[GOAL]: Put every line of the material into a numbered list, skipping blank lines and leaving the pictures out.

[INPUT DATA]:
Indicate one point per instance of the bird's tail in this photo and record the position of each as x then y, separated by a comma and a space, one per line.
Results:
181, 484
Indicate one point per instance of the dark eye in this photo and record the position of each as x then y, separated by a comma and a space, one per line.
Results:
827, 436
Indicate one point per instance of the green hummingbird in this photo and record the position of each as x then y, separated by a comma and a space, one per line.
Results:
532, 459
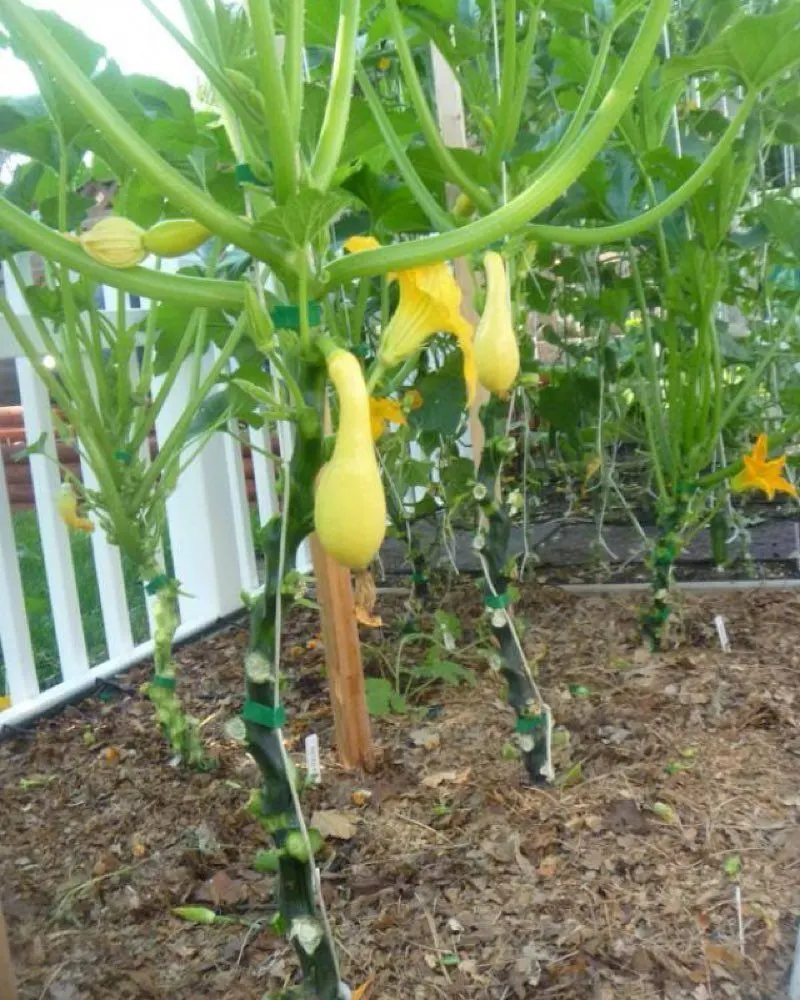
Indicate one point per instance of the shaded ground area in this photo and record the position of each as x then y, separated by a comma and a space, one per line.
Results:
448, 877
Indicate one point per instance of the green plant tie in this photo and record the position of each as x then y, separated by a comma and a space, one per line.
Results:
160, 680
496, 602
530, 723
288, 317
665, 554
263, 715
243, 174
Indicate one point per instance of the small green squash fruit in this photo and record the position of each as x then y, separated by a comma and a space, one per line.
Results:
175, 237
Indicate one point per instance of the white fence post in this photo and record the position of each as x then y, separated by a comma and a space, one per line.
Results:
243, 529
200, 515
15, 635
58, 563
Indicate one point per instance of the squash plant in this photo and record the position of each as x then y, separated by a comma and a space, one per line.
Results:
280, 146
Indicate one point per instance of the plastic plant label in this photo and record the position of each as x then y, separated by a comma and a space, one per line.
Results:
313, 765
722, 633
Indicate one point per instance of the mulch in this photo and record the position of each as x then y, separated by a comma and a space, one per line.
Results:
666, 865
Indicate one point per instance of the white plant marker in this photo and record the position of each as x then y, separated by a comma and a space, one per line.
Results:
722, 633
313, 765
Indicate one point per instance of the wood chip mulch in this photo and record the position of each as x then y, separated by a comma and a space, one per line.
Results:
667, 866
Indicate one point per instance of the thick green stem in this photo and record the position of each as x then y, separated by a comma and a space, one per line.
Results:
283, 148
278, 810
176, 439
138, 280
523, 72
621, 231
505, 127
181, 730
533, 724
100, 113
672, 522
293, 70
337, 109
215, 76
437, 216
549, 184
427, 123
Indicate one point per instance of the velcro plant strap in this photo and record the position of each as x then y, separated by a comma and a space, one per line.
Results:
288, 317
264, 715
243, 174
530, 723
157, 583
160, 680
496, 602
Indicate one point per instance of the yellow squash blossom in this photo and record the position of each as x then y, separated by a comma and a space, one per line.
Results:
115, 241
496, 350
383, 411
761, 474
430, 302
67, 506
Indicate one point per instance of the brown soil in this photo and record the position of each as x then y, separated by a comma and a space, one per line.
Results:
457, 881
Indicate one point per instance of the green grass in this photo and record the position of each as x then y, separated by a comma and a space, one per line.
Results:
37, 600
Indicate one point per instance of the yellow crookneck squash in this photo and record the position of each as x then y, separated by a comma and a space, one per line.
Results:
496, 349
349, 506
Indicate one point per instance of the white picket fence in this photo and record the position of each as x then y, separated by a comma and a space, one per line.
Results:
210, 537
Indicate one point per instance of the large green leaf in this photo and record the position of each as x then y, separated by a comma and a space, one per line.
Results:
306, 215
757, 48
444, 398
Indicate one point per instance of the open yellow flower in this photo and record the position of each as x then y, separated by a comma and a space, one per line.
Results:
67, 506
761, 474
430, 302
115, 242
383, 411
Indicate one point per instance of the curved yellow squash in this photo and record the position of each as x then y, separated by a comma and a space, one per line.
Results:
496, 350
349, 506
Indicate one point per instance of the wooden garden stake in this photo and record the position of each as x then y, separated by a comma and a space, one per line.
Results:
8, 989
342, 654
343, 660
452, 125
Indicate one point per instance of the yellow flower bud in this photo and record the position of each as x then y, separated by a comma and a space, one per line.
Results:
115, 242
67, 507
175, 237
496, 350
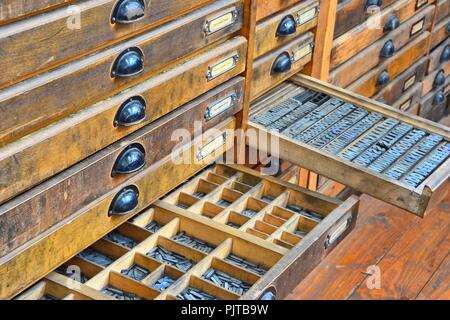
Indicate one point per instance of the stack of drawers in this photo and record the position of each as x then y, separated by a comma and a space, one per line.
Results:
91, 92
381, 49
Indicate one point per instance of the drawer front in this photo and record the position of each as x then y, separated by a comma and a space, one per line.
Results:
360, 38
378, 78
94, 74
72, 31
357, 142
381, 50
439, 56
109, 168
278, 65
351, 13
89, 224
263, 264
80, 131
401, 84
281, 28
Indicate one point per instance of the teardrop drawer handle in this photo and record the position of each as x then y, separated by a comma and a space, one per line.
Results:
131, 112
388, 49
445, 56
392, 23
439, 80
282, 64
130, 160
126, 201
439, 98
128, 64
287, 27
128, 11
383, 78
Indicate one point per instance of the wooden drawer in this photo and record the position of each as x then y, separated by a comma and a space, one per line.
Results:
278, 261
66, 193
50, 96
440, 32
351, 13
80, 131
281, 28
278, 65
438, 56
361, 37
37, 257
357, 142
375, 80
402, 83
381, 50
68, 32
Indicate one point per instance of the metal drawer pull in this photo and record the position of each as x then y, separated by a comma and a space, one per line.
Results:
388, 49
128, 11
383, 78
282, 64
130, 160
125, 201
287, 27
439, 80
392, 23
129, 63
131, 112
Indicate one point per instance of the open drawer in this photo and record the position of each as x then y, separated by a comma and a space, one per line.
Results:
197, 243
368, 146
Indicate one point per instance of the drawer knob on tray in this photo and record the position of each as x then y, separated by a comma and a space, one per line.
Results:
287, 27
383, 78
130, 160
392, 23
282, 64
388, 49
445, 56
129, 63
131, 112
128, 11
125, 201
439, 80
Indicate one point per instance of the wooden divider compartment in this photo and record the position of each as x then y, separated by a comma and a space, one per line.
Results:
215, 248
63, 239
412, 197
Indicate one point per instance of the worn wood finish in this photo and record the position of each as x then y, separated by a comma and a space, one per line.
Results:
361, 37
63, 240
266, 38
50, 96
415, 200
61, 196
263, 77
402, 83
351, 13
369, 58
19, 161
64, 40
400, 62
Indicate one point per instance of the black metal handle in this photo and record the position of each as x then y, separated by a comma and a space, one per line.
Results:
282, 63
125, 201
383, 78
388, 49
287, 27
131, 112
439, 80
392, 23
445, 56
439, 98
130, 160
128, 11
129, 63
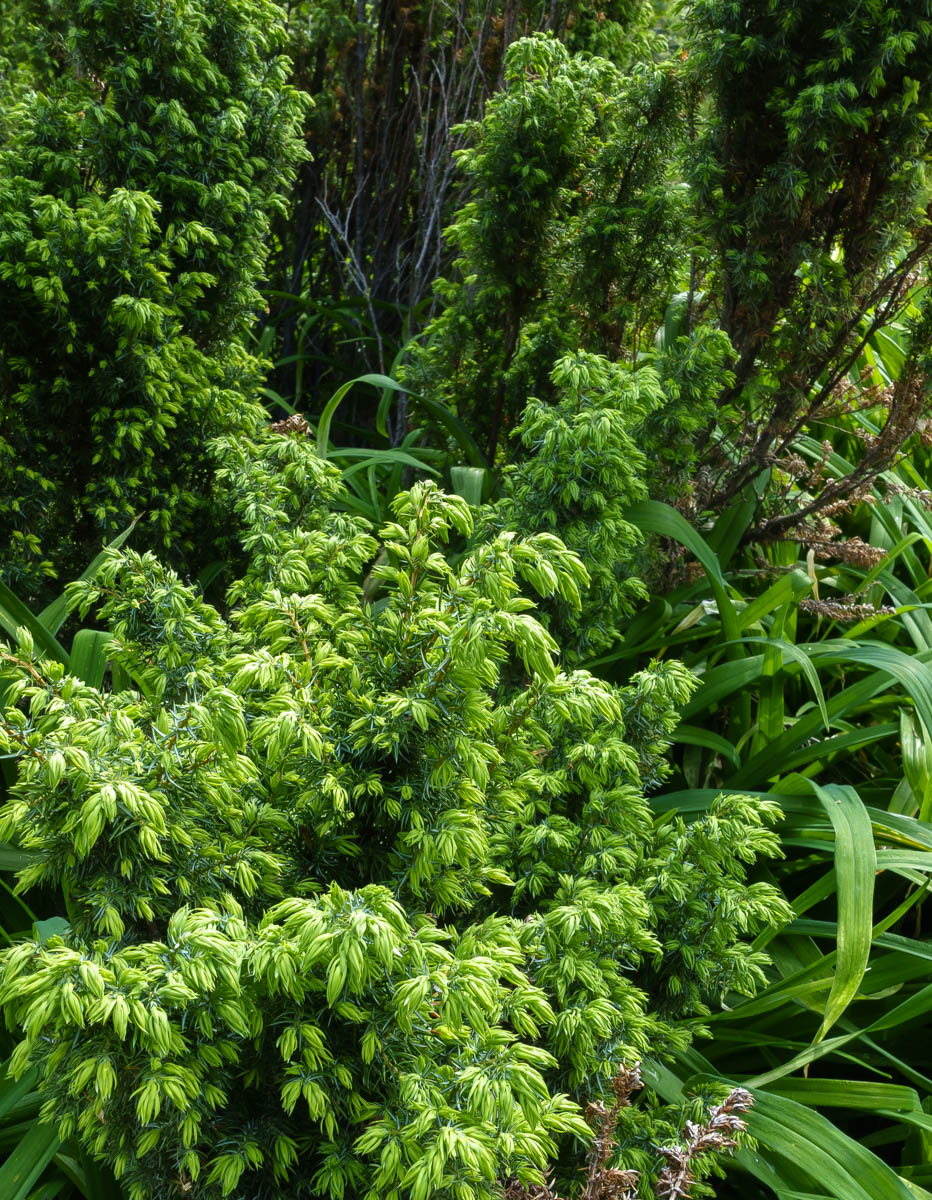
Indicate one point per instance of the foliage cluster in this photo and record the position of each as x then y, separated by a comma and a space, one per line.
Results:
136, 190
376, 875
349, 912
768, 187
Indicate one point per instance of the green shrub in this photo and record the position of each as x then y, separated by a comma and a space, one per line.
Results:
578, 473
136, 190
569, 237
352, 915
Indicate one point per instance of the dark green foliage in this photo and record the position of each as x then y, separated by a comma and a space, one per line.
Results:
566, 239
579, 472
810, 177
134, 198
349, 913
756, 210
354, 267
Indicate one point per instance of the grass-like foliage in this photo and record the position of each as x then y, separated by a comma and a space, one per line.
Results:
364, 899
136, 189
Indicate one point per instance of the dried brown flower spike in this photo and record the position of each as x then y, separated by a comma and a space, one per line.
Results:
715, 1137
293, 424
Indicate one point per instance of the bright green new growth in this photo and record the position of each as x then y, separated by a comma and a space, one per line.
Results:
579, 471
136, 189
350, 915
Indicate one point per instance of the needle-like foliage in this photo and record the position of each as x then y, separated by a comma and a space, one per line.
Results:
352, 911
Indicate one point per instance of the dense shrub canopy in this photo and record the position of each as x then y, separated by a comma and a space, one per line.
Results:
348, 910
136, 190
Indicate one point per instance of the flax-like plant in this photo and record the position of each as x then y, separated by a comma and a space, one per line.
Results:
361, 898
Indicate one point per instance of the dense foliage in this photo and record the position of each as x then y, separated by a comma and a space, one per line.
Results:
347, 910
134, 198
507, 777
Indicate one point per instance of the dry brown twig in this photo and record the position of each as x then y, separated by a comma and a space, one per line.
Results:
603, 1182
715, 1137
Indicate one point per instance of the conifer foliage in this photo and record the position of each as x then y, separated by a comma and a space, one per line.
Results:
136, 189
365, 899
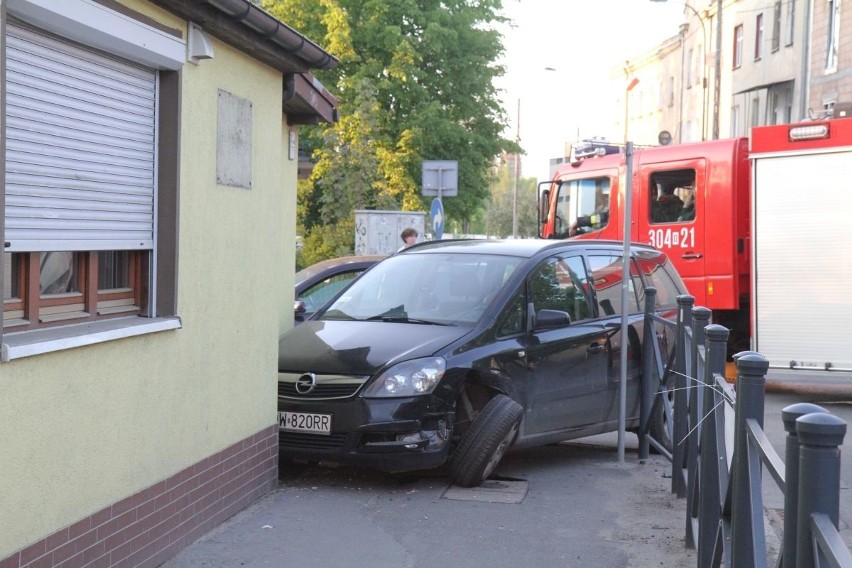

[CORRECT RESULT]:
1. Indicate one point per instance of the bird's tail in this photo and record the position of each as x then y, separated by a comma and a space, one per line.
2. Results:
3. 181, 484
4. Indicate one point per instance of the dark eye in this photo and record the position of each as x then y, separated by a comma and a space, one per line.
5. Results:
6. 827, 436
7. Indicate one point per instance of the green hummingbird in this photo and record the position of each as x then y, separated by a comma and a space, one per line.
8. Results:
9. 532, 459
10. Indicate one point per instance of the shaded ground area in this photo and record the position of each as x then y, separated by a comma and a space, one per line.
11. Results:
12. 448, 877
13. Indicate one point per instance of the green plant tie in this photo and record the position of each as x then y, separated by a comma and a space, one per line.
14. Results:
15. 160, 680
16. 496, 602
17. 530, 723
18. 288, 317
19. 665, 554
20. 263, 715
21. 243, 174
22. Indicate one point per instance of the small green squash fruit in this photo and record the position of each as x then y, separated by a comma and a space, one per line.
23. Results:
24. 175, 237
25. Indicate one point per instance of the white fence post in this photo and record the position of each as x then y, separated by a comma and a space, one per line.
26. Results:
27. 243, 529
28. 200, 515
29. 15, 635
30. 58, 563
31. Indicate one point per instance of the squash plant in this photo and record the position of each as x then y, separated by a comma and a space, one per line.
32. Results:
33. 280, 146
34. Indicate one point per instance of the plastic plant label in this photo and record the position of each as x then y, separated by a comma and a space, one per line.
35. Results:
36. 313, 765
37. 722, 633
38. Indicate one point per instance of the mulch in this photo and record the position of each as x then y, separated by a comma and a space, one per line.
39. Results:
40. 666, 865
41. Indicate one point per instance of the white plant marker in this photo and record the position of each as x then y, separated by a comma and a space, one per line.
42. Results:
43. 722, 633
44. 313, 765
45. Indicate one point per instance of the wood chip mulch in this photo and record the position of each as x then y, separated by a comma and a space, one per line.
46. Results:
47. 667, 866
48. Indicate one point per instance of the thick green stem in this photo and record the position of each as x then y, separated by a comma and a space, one per line.
49. Results:
50. 283, 148
51. 278, 810
52. 176, 439
53. 138, 280
54. 523, 72
55. 621, 231
56. 505, 127
57. 181, 730
58. 533, 724
59. 100, 113
60. 672, 522
61. 293, 70
62. 337, 109
63. 215, 76
64. 437, 216
65. 549, 184
66. 427, 123
67. Indicate one point per instance of the velcro plant strap in this photo and record the position of each as x then y, separated by a comma and a space, one per line.
68. Results:
69. 288, 317
70. 264, 715
71. 243, 174
72. 530, 723
73. 157, 583
74. 160, 680
75. 496, 602
76. Indicate one point per instance of the yellow squash blossom in this photo and record the position of each as x then y, separated by a comma and a space, one per line.
77. Results:
78. 115, 241
79. 496, 350
80. 383, 411
81. 761, 474
82. 430, 302
83. 67, 506
84. Indicate one point per instance of the brown soil in this photo and record the position of each as x then y, separated by a comma and a space, one per line.
85. Results:
86. 457, 881
87. Indicate one point per instance of the green grass in this photo and record the position of each as x then y, separated by a comma and a space, one per line.
88. Results:
89. 37, 600
90. Indicate one point per instance of the yellow crookneck squash in this photo and record the position of each as x then y, separated by a comma and a space, one per line.
91. Results:
92. 496, 349
93. 349, 506
94. Indicate one point per instance of the white picket fence in this photo and record the position of each as x then y, separated by a comma and a space, one per line.
95. Results:
96. 210, 537
97. Indicate one point per instance of the large green leaf in this photo and record the position of each as x then y, separated by a comma and a space, one per line.
98. Results:
99. 306, 215
100. 757, 48
101. 444, 398
102. Indicate one point per instance of the open yellow flower in this photo and record the position of each as x then y, separated by a comma and a space, one per line.
103. Results:
104. 67, 506
105. 761, 474
106. 430, 302
107. 115, 242
108. 383, 411
109. Indicate one point per instance of the curved yellow squash in this photo and record the position of each as x then y, separated by a comma and a space, one per line.
110. Results:
111. 496, 350
112. 349, 506
113. Indicate one point per instance of the wooden garden stake in this photo and record the position of each as x then y, separated by a comma and a space, one per line.
114. Results:
115. 8, 989
116. 342, 654
117. 343, 660
118. 452, 125
119. Indicate one point per instance of the yellow flower bud in this photo and record the position of each as x then y, separated by a comma and a space, one per line.
120. Results:
121. 115, 242
122. 67, 507
123. 175, 237
124. 496, 350
125. Indicate one point per instance of the stack of drawers in this photo and record the position of each as x then y, separated by a comma and a space, one per line.
126. Results:
127. 91, 92
128. 381, 49
129. Indicate one point per instance of the drawer front in this photo and record the position of each as x then y, separated by a comma and a space, one per line.
130. Results:
131. 360, 38
132. 378, 78
133. 94, 74
134. 72, 31
135. 357, 142
136. 381, 50
137. 439, 56
138. 109, 168
139. 278, 65
140. 351, 13
141. 89, 224
142. 263, 264
143. 80, 131
144. 401, 84
145. 281, 28
146. Indicate one point per instance of the teardrop drawer handle in this photo and record the position of each as x then y, separated by a comma and a space, one per line.
147. Results:
148. 131, 112
149. 388, 49
150. 445, 56
151. 392, 23
152. 439, 80
153. 282, 64
154. 130, 160
155. 126, 201
156. 439, 98
157. 128, 64
158. 287, 27
159. 128, 11
160. 383, 78
161. Indicate one point per instance of the wooden drawer in this photo and record the position of each as x then y, separated by a comma and a space, one per line.
162. Results:
163. 278, 261
164. 66, 193
165. 50, 96
166. 440, 32
167. 351, 13
168. 80, 131
169. 281, 28
170. 278, 65
171. 438, 56
172. 361, 37
173. 37, 257
174. 357, 142
175. 375, 80
176. 402, 83
177. 381, 50
178. 68, 32
179. Indicate one point per instance of the metal drawer pull in this photo and record the position of each as x then y, separated by a comma and a space, one per line.
180. Results:
181. 388, 49
182. 128, 11
183. 383, 78
184. 282, 64
185. 130, 160
186. 125, 201
187. 287, 27
188. 439, 80
189. 392, 23
190. 129, 63
191. 131, 112
192. Indicate one point per instance of the open drawer in this photo and record the position of each as x then y, separated by a comma and a space, one per line.
193. Results:
194. 197, 243
195. 368, 146
196. Indicate one point per instance of the drawer knob on tray in this photo and record the position of each as x then y, separated by a comma and a space, one per line.
197. Results:
198. 287, 27
199. 383, 78
200. 130, 160
201. 392, 23
202. 282, 64
203. 388, 49
204. 445, 56
205. 129, 63
206. 131, 112
207. 128, 11
208. 125, 201
209. 439, 80
210. Indicate one point per instance of the wooden divider compartment in this photo and record the position of each as x then y, separated by a comma and a space, one per line.
211. Results:
212. 215, 248
213. 63, 239
214. 412, 197
215. Indicate one point per instance of the worn wood finish in this photo and record the position of each as x then y, separated by a comma and a space, one per line.
216. Results:
217. 361, 37
218. 63, 240
219. 266, 38
220. 50, 96
221. 415, 200
222. 61, 196
223. 263, 77
224. 402, 83
225. 351, 13
226. 369, 58
227. 19, 161
228. 64, 40
229. 400, 62
230. Indicate one point per instance of the black metal handle in this photo and record the position of each as x then y, separated by a comma and a space, one per line.
231. Results:
232. 282, 63
233. 125, 201
234. 383, 78
235. 388, 49
236. 287, 27
237. 131, 112
238. 439, 80
239. 392, 23
240. 445, 56
241. 439, 98
242. 130, 160
243. 128, 11
244. 129, 63
245. Indicate one point per instance of the foliage cluster in this photo and record the position of each as x then y, separated by a comma and a space, one per line.
246. Results:
247. 136, 190
248. 376, 875
249. 349, 912
250. 768, 187
251. Indicate one point per instance of the green shrub in this photo and record the position of each as x then y, separated by a comma and a space, one per line.
252. Results:
253. 578, 473
254. 136, 190
255. 569, 237
256. 352, 915
257. Indicate one point per instance of the dark green foliage in this photo and record the position of each as x then y, separated by a comma and a space, one per line.
258. Results:
259. 566, 239
260. 579, 472
261. 810, 177
262. 134, 198
263. 349, 913
264. 756, 210
265. 354, 267
266. Indicate one point per instance of the grass-like foliage in this photo and record the position of each as x then y, separated by a comma and a space, one per line.
267. Results:
268. 364, 899
269. 136, 189
270. Indicate one point per instance of the dried brown flower spike in this photo and record the position of each as x then y, separated by a comma and a space, one per line.
271. Results:
272. 715, 1137
273. 293, 424
274. Indicate one point per instance of the bright green new growth in this photo and record the position of each as x then y, separated by a comma and a space, one per line.
275. Results:
276. 579, 471
277. 136, 189
278. 350, 915
279. Indicate one point per instance of the needle-like foliage in this photo and record the position of each as x then y, separated by a comma and a space, one per line.
280. Results:
281. 352, 911
282. Indicate one point per instance of the dense shrub canopy in this photo and record the position of each as x then y, separated by a comma and a space, one per line.
283. Results:
284. 348, 910
285. 136, 190
286. Indicate one point per instance of the flax-like plant in this photo and record the position of each as x then y, separated by a comma and a space, one per line.
287. Results:
288. 361, 898
289. Indicate one point per instance of the dense foliage in this photo and record the position of each as x then y, separated by a comma and a space, one per line.
290. Results:
291. 347, 910
292. 134, 198
293. 507, 777
294. Indicate one point per instance of the dry brown twig in this photo and record the position of each as x then y, separated by a comma and a space, one per line.
295. Results:
296. 603, 1182
297. 715, 1137
298. Indicate one point per instance of the conifer foliage in this photo and record the position of each as x then y, separated by a comma and a space, one per line.
299. Results:
300. 136, 189
301. 365, 899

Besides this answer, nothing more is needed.